# PROBLEM TO WORK ON
Every record below should appear in your answer, copied exactly.

[Stored items]
========================================================================
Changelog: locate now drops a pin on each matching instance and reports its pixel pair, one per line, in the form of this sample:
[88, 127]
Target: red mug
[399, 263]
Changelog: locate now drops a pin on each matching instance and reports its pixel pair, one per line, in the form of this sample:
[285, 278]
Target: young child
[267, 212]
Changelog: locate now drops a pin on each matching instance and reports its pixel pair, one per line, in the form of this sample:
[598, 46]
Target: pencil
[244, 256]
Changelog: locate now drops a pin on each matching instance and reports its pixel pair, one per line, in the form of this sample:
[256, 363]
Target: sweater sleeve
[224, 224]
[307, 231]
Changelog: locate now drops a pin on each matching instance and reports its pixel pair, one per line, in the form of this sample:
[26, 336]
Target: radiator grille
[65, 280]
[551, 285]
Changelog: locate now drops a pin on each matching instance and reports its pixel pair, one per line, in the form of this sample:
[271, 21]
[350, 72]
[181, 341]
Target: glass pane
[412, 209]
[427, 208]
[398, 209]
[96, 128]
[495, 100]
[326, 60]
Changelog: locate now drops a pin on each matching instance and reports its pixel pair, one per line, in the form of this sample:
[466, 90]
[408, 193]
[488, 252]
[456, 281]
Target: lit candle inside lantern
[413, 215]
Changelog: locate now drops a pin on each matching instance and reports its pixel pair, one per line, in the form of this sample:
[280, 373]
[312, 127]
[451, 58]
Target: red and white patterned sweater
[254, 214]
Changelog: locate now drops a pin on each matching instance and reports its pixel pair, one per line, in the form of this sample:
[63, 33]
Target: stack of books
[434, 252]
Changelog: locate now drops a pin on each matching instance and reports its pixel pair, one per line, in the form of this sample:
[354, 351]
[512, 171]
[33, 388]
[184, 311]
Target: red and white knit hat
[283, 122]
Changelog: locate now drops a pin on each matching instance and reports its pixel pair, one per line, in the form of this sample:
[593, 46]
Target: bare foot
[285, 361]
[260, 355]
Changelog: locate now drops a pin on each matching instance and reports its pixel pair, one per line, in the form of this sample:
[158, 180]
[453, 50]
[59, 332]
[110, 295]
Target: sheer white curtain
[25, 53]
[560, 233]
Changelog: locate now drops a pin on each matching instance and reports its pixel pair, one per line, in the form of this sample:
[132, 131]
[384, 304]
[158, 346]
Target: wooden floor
========================================================================
# RESPONSE
Changelog: locate now drops a pin on each matching instance and reports its pixel pair, one per line, in the form of this sample:
[88, 127]
Target: red mug
[399, 263]
Changelog: locate now drops a pin on each matching instance and reports its pixel pair, one per line, in the form of this sample:
[285, 278]
Target: young child
[267, 212]
Changelog: locate now drops a pin on each matching instance and reports its pixel pair, one per line, in the form of this sample:
[598, 46]
Target: pencil
[244, 256]
Changelog: locate now drops a pin on each matching instance and reports its pixel pair, one per line, in the form of this sample:
[256, 363]
Target: sweater sleeve
[224, 224]
[307, 231]
Changelog: locate now drops a pin on each matching instance and reports its pixel pair, one per line, in the form of this sample:
[26, 336]
Target: radiator grille
[65, 280]
[551, 285]
Changelog: locate now drops a pin on each matching instance and reports its pixel pair, one per line, in the form of this sample:
[271, 21]
[350, 72]
[181, 341]
Target: glass pane
[412, 209]
[427, 208]
[398, 209]
[96, 128]
[495, 100]
[326, 60]
Changelog: locate now drops a pin on each matching instance and reports its pixel pair, one per line, in the form of this sample:
[466, 90]
[408, 193]
[488, 252]
[456, 281]
Target: lit candle inside lantern
[413, 215]
Changelog: locate now drops a pin on each matching instance and reports its pixel pair, one per line, in the form of this sample:
[280, 373]
[312, 127]
[451, 58]
Target: red and white patterned sweater
[254, 214]
Changelog: locate now drops a pin on each matching instance and reports its pixel pair, one per line, in the form of this sample:
[63, 33]
Target: stack of books
[434, 252]
Changelog: locate now drops a pin on each matching instance and reports its pixel pair, one per line, in the form of this sample:
[354, 351]
[512, 171]
[33, 388]
[184, 311]
Target: red and white knit hat
[283, 122]
Changelog: locate now drops a pin on each matching instance and reports its pixel pair, one per line, in the form of this sample:
[593, 46]
Target: bare foot
[285, 361]
[260, 355]
Changelog: locate now drops a pin on each matching instance and reports its pixel pair, one per line, in the form of this sample:
[158, 180]
[453, 50]
[59, 332]
[110, 295]
Target: sheer white curtain
[25, 53]
[560, 233]
Changelog: locate now drops a pin on each matching instance and reports its pixel pair, one per line, in the form of this sample:
[132, 131]
[384, 304]
[158, 346]
Target: wooden floor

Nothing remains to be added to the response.